### SUPPLIED RECORDS
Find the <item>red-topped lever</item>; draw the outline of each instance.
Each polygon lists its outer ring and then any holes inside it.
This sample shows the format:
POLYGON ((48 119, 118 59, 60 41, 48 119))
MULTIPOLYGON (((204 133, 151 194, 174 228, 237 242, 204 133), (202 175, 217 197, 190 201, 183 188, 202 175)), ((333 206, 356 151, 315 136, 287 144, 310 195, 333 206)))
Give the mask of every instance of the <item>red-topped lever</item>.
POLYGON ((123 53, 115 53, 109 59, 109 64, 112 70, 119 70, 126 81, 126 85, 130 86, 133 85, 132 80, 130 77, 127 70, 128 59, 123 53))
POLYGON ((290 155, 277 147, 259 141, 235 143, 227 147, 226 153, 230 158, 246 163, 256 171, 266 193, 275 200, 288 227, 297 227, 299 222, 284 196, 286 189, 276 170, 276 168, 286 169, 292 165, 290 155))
######
Please return everything from the start of the rows above down to the line containing "MULTIPOLYGON (((204 133, 151" as a JSON list of strings, one string per line, leaving out blank lines.

FULL ANSWER ->
[
  "Find the <item>red-topped lever</item>; draw the outline of each instance.",
  "Each polygon lists its outer ring and then any holes inside it.",
  "This sample shows the format:",
  "POLYGON ((48 119, 118 59, 60 41, 48 119))",
  "MULTIPOLYGON (((204 133, 151 194, 174 228, 237 242, 204 133), (202 175, 217 197, 190 201, 183 188, 202 175)), ((333 206, 356 151, 315 136, 287 144, 310 195, 333 206)))"
]